### Vos tâches
1) Répondez aux questions suivantes d'après le texte fourni :
(a) Qui est l'auteure de L’Âge d’ange ?
(b) Dans quel pays se déroule l'histoire ?
(c) Quelle passion occupe la vie du narrateur ?
2) Traduisez en anglais cette phrase du texte fourni : « C’est beau, très poétique et douloureux comme une morsure. »
3) Restituez tel quel le passage du texte fourni qui commence par « L’Âge d’ange d’Anne Percin » et se termine par « marginaux et en souffrance. ».

### Texte fourni
###

Rouge Tagada, Charlotte BOUSQUET et Stéphanie RUBINI, Gulf stream éditeur, 2013. 15 €

L’Âge d’ange d’Anne Percin

Ce petit roman se lit en un battement d’ailes de papillon. Il est court et les mots courent vers la chute, cassante et brutale, parce qu’elle est inacceptable.

C’est l’histoire de… au début c’est mystérieux. Le narrateur est assexué, solitaire, introverti et passionné par l’Antiquité grecque. Cette passion qui remplit sa vie semble faire sa singularité sauf qu’il découvre la partager avec un autre. Son livre de référence sur les Amours des Dieux grecs a été emprunté au CDI du lycée (parce que nous sommes au Luxembourg, le CDI s’appelle ‘bibliothèque’ et la dame du CDI la ‘bibliothécaire’). Anja, le narrateur – qui est finalement une jeune lycéenne-, rencontre Tadeusz, celui qui partage la passion du monde hellénique et qui traîne un douloureux secret. Une amitié en construction entre deux êtres marginaux et en souffrance.

C’est beau, très poétique et douloureux comme une morsure. Une morsure d’ange.

###

### Lignes de données
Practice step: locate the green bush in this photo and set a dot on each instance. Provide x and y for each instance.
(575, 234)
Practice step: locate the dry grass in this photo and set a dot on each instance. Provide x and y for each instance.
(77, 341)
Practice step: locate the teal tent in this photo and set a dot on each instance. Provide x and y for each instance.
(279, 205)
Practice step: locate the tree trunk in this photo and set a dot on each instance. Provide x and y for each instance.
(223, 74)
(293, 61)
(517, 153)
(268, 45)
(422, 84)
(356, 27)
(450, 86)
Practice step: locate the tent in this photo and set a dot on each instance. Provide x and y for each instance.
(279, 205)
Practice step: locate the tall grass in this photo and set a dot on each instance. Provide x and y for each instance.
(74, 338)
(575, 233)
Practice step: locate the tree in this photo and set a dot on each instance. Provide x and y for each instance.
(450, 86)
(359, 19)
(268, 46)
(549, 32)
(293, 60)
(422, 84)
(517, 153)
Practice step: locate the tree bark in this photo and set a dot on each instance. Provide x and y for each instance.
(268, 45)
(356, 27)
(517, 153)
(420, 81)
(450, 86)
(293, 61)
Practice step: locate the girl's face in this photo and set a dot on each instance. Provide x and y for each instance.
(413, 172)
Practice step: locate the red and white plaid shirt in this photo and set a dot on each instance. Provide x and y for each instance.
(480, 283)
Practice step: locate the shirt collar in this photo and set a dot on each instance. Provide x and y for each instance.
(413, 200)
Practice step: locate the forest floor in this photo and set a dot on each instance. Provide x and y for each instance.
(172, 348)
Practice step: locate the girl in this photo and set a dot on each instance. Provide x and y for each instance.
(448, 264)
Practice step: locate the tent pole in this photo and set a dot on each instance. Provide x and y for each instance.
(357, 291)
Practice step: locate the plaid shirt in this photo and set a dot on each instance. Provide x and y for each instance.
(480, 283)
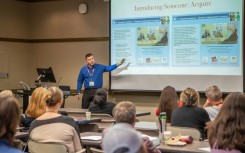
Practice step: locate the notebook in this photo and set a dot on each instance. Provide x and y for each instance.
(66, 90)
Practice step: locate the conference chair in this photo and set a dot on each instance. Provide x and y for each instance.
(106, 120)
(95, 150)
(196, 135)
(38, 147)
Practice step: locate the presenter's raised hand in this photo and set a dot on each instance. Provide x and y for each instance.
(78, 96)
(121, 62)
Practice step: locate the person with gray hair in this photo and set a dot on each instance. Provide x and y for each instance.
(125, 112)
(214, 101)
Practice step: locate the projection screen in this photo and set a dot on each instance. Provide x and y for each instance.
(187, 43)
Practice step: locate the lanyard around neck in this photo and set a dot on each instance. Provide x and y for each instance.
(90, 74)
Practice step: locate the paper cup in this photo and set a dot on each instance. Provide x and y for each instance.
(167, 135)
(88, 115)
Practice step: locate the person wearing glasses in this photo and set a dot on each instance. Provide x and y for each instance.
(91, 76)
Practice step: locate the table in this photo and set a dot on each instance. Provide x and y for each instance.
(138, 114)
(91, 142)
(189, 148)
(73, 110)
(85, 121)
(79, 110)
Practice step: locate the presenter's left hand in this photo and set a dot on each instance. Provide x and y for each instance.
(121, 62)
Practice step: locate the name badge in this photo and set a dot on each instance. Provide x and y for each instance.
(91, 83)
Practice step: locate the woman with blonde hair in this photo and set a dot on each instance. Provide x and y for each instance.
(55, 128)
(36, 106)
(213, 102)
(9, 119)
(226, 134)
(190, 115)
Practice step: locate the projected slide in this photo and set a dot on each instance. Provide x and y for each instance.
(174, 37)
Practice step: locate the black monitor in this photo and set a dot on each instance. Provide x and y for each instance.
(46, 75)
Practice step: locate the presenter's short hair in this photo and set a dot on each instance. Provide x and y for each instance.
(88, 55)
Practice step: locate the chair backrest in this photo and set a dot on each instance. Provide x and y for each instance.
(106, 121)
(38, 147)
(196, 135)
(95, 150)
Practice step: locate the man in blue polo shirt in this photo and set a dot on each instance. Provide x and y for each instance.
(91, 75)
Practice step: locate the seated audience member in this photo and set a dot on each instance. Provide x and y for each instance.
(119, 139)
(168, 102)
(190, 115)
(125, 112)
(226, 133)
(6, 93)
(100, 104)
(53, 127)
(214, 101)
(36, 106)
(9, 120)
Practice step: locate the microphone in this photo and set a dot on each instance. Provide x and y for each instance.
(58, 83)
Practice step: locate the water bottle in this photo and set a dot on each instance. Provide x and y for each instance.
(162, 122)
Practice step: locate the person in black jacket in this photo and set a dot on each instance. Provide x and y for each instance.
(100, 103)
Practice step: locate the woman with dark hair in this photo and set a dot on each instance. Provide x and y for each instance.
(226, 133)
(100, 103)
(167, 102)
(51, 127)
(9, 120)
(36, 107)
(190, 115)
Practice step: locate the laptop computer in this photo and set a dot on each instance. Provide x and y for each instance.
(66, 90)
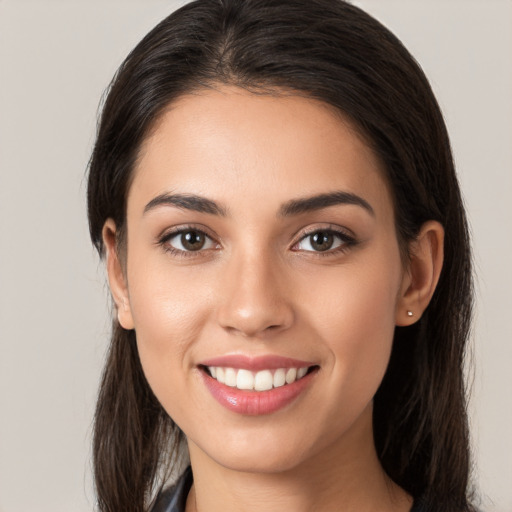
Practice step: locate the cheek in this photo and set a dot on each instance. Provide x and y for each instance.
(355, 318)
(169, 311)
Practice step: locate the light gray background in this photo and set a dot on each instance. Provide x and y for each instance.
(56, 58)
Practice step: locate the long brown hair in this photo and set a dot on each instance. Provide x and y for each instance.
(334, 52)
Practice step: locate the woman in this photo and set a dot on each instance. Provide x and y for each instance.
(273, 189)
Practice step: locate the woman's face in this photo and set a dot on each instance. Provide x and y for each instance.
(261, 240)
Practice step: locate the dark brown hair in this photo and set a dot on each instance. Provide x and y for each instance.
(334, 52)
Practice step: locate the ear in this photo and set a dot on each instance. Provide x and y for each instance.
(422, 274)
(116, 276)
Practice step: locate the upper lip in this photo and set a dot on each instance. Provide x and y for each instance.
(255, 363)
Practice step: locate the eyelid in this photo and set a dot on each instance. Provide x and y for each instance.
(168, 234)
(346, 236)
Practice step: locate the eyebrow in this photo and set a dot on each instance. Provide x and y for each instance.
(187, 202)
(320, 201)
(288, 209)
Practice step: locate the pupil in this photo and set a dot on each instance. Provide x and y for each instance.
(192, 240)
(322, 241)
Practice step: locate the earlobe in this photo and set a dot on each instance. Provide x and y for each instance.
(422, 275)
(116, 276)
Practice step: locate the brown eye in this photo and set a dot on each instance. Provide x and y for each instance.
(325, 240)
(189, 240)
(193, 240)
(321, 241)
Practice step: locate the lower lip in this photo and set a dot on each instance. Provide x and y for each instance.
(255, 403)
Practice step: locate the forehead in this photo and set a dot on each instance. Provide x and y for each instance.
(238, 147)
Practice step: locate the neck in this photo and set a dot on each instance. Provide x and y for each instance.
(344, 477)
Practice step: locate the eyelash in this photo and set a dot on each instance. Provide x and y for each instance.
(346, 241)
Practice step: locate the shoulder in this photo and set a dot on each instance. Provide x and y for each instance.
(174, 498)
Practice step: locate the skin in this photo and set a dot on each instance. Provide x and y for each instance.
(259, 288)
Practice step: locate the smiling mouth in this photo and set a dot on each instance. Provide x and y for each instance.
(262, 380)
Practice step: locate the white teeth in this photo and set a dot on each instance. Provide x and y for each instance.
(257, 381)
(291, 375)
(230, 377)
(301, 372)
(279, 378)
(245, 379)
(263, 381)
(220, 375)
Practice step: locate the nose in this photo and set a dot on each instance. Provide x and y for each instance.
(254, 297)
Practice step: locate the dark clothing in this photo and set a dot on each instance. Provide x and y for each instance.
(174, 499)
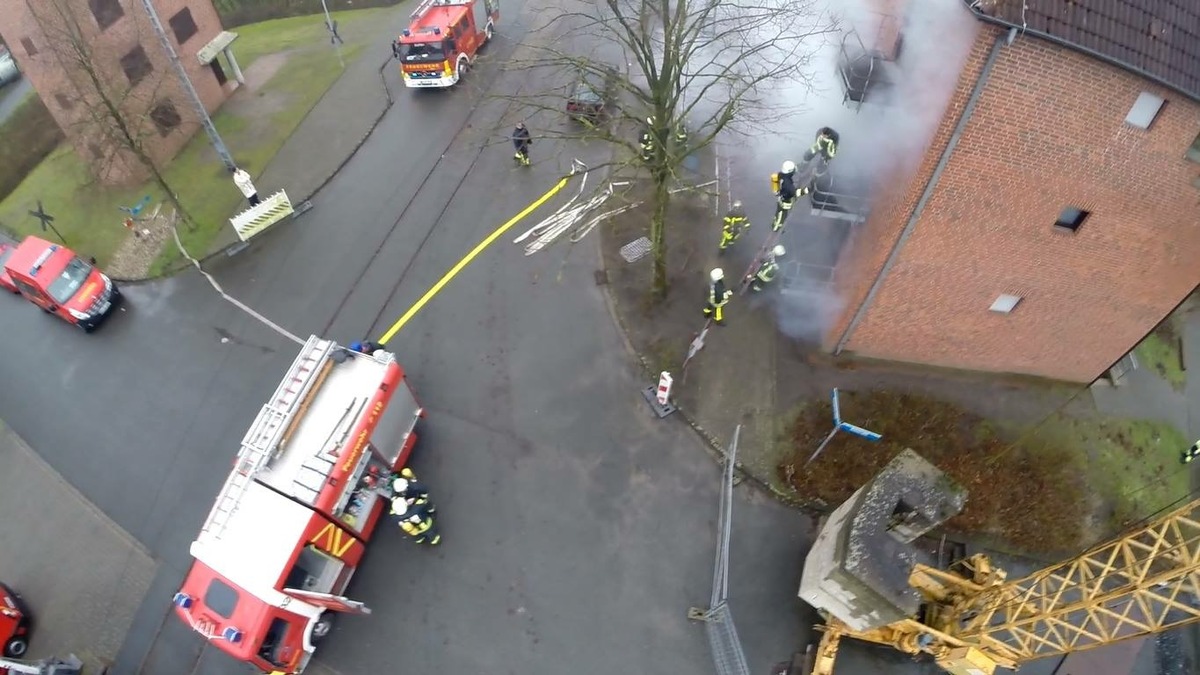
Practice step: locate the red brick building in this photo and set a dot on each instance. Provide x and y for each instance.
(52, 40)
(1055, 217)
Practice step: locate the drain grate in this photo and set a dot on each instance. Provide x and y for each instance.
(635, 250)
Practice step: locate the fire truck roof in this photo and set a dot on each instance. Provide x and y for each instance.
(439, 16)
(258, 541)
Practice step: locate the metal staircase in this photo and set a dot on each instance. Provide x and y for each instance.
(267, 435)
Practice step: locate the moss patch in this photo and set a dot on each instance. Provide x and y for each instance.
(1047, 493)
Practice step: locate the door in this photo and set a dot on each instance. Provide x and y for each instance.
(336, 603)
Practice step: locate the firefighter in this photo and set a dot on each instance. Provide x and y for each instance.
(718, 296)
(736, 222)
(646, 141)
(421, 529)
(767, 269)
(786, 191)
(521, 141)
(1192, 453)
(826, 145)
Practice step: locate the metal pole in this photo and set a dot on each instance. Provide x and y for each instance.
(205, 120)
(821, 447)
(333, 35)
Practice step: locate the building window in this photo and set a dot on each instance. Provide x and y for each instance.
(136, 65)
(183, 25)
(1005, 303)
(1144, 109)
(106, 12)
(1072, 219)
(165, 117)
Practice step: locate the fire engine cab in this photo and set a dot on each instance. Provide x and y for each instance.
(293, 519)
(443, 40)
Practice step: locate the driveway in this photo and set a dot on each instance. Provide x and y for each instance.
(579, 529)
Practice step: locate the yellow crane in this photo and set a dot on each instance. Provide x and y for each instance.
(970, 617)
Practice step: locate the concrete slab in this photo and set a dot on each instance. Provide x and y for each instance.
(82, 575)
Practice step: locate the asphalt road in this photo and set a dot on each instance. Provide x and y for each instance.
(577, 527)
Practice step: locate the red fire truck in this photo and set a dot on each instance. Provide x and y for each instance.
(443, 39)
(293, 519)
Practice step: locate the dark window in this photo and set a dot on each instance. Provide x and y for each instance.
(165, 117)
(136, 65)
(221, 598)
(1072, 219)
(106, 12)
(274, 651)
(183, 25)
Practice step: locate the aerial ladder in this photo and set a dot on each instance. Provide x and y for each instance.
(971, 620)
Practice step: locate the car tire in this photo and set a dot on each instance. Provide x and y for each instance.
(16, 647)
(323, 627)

###

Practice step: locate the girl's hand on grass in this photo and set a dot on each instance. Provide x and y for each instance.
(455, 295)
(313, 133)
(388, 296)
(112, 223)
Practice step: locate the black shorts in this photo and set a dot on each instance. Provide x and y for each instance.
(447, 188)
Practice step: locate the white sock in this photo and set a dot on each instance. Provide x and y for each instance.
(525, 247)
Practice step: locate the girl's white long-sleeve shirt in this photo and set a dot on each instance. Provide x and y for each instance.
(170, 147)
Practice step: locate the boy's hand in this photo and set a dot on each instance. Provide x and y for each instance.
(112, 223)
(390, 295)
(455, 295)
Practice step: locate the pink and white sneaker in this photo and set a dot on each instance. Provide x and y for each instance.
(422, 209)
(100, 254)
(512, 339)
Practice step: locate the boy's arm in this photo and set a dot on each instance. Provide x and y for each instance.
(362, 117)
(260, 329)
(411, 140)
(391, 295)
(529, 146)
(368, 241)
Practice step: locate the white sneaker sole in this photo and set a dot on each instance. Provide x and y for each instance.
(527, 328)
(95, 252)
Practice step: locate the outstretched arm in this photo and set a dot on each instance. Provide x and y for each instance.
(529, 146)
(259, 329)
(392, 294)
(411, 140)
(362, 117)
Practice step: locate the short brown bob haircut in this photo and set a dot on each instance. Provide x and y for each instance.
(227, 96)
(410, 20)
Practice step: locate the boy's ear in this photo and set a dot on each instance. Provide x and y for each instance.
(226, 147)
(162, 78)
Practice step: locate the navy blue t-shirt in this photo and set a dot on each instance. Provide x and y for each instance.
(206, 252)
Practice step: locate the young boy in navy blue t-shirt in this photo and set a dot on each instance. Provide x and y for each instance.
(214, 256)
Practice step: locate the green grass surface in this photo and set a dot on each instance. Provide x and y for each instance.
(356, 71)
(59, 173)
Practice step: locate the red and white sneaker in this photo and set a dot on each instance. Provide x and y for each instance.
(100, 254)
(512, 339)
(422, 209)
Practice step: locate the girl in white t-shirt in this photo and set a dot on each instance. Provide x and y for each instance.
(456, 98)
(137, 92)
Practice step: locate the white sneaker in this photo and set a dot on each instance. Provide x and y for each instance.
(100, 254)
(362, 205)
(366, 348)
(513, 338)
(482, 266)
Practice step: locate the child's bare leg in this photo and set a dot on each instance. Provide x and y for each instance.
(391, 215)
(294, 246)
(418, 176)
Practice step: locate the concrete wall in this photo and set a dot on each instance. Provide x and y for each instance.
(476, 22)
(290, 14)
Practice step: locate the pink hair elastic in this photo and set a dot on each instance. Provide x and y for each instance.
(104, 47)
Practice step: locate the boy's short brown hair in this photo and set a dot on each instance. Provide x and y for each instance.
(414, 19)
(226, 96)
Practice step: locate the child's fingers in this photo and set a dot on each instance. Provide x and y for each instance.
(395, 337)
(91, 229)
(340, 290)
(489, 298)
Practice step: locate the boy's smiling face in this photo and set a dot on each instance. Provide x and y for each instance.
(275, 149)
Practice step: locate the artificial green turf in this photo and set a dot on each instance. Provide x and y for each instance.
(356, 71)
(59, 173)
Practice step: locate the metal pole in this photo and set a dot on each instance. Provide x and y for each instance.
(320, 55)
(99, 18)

###

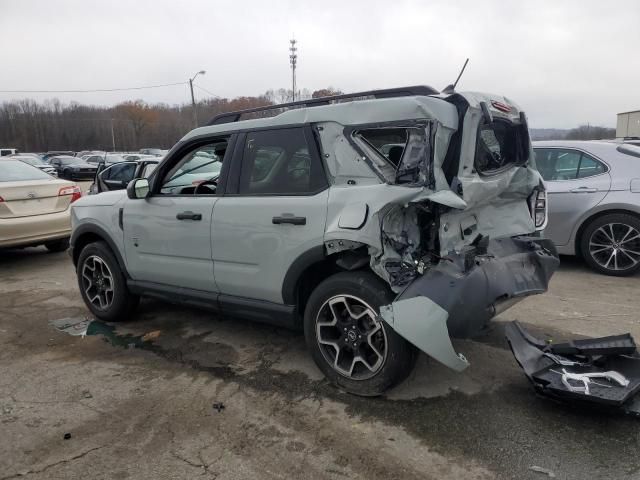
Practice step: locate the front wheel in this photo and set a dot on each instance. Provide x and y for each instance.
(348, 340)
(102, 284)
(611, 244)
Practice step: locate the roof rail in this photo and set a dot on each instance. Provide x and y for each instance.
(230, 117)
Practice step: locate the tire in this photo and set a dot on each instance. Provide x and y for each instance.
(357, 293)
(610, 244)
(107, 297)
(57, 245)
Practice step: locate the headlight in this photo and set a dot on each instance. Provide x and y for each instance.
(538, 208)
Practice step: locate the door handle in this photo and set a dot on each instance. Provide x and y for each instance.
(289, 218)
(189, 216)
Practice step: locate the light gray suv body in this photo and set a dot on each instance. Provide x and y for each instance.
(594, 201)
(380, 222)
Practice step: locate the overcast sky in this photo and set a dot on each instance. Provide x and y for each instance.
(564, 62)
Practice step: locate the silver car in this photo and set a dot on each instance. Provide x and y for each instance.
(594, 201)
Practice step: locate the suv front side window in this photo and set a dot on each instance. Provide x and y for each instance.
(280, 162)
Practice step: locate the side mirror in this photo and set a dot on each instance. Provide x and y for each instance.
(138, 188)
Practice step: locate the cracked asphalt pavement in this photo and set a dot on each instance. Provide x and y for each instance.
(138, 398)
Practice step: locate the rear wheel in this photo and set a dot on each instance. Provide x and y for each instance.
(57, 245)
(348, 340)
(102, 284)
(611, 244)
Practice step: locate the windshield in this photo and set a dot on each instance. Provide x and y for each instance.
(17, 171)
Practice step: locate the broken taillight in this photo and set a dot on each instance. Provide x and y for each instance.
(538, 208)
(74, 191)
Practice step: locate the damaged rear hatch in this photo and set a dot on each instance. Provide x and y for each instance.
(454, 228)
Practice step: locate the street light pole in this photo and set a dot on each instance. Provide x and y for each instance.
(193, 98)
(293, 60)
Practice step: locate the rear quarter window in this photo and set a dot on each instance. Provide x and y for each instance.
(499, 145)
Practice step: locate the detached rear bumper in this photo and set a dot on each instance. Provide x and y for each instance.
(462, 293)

###

### Réponses aux tâches
1)
(a) Anne Percin
(b) Au Luxembourg
(c) L’Antiquité grecque

2) It is beautiful, very poetic, and painful like a bite.

3)
L’Âge d’ange d’Anne Percin

Ce petit roman se lit en un battement d’ailes de papillon. Il est court et les mots courent vers la chute, cassante et brutale, parce qu’elle est inacceptable.

C’est l’histoire de… au début c’est mystérieux. Le narrateur est assexué, solitaire, introverti et passionné par l’Antiquité grecque. Cette passion qui remplit sa vie semble faire sa singularité sauf qu’il découvre la partager avec un autre. Son livre de référence sur les Amours des Dieux grecs a été emprunté au CDI du lycée (parce que nous sommes au Luxembourg, le CDI s’appelle ‘bibliothèque’ et la dame du CDI la ‘bibliothécaire’). Anja, le narrateur – qui est finalement une jeune lycéenne-, rencontre Tadeusz, celui qui partage la passion du monde hellénique et qui traîne un douloureux secret. Une amitié en construction entre deux êtres marginaux et en souffrance.